→ EXTRAIT FOURNI:
□ □ □ □ □ □ □

Ibn Khaldoun traite de la question du lien social, et l’analyse à travers un concept original, celui de asabiya, esprit de corps. «Ce terme d’asabiya si souvent utilisé dans les Prolégomènes provient d’une racine -S-B qui signifie lier (2)». Existant déjà dans la littérature arabe avec une connotation péjorative, ce terme resurgit avec Ibn Khaldoun comme concept philosophique pur.

L’esprit de corps, l’asabiya, découle des liens du sang.

« Les liens du sang, dit Ibn Khaldoun, ont une force que presque tous les hommes reconnaissent par un sentiment naturel. Leur influence porte à ce qu’on se préoccupe de l’état de ses parents et de ses proches, toutes les fois qu’ils subissent une injustice ou qu’ils risquent de perdre la vie » (3).

Si l’asabiya découle des liens du sang, elle découle aussi de l’alliance. « Les clients et les affidés d’un grand personnage peuvent se ranger dans la catégorie de ses parents ; le patron et le client sont toujours prêts à se protéger l’un l’autre, par suite de ce sentiment d’indignation qu’on éprouve lorsqu’on voit maltraiter son voisin, son parent ou son ami » (4).

Ibn Khaldoun dégage deux dimensions essentielles dans l’asabiya. Une dimension statique, car « Au moyen de l’esprit de corps les hommes peuvent se protéger mutuellement, repousser leurs ennemis» (5).

□ □ □ □ □ □ □

→ DONNÉES D'ENTRÉE:
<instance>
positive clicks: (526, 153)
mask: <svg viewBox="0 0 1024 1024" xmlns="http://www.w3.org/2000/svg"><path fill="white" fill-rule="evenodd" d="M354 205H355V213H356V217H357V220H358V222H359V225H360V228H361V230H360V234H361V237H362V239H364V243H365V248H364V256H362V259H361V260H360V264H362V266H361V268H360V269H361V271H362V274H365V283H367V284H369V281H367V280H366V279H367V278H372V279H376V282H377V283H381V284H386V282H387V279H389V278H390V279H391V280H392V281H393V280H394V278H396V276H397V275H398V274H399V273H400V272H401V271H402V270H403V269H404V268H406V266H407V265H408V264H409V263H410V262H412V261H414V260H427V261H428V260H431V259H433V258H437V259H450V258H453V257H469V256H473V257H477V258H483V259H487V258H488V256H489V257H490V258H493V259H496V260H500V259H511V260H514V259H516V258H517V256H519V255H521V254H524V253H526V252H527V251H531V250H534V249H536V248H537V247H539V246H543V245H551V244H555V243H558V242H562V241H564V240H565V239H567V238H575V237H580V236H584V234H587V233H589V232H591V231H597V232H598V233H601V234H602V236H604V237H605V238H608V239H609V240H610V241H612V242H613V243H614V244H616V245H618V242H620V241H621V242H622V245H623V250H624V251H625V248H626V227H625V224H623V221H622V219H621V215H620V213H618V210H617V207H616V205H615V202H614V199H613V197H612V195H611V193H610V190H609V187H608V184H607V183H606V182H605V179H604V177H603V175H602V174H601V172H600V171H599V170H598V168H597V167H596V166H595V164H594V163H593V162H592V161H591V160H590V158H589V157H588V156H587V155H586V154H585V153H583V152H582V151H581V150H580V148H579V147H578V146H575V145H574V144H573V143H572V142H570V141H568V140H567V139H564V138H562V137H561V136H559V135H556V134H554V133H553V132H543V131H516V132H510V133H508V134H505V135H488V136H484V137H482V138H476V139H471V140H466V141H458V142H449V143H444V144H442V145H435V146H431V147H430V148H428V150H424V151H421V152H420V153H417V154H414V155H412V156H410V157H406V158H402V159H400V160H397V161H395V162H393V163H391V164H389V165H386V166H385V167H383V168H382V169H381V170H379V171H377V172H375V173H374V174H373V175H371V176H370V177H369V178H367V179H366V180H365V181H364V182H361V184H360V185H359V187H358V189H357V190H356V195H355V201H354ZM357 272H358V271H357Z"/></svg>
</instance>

□ □ □ □ □ □ □

→ CONSIGNE: Modifiez l'extrait sur Ibn Khaldoun en commençant à "Ibn Khaldoun traite" et en terminant à "liens du sang.", et remplacez "liens du sang" par "liens de parenté".

→ RÉPONSE:
Ibn Khaldoun traite de la question du lien social, et l’analyse à travers un concept original, celui de asabiya, esprit de corps. «Ce terme d’asabiya si souvent utilisé dans les Prolégomènes provient d’une racine -S-B qui signifie lier (2)». Existant déjà dans la littérature arabe avec une connotation péjorative, ce terme resurgit avec Ibn Khaldoun comme concept philosophique pur.

L’esprit de corps, l’asabiya, découle des liens de parenté.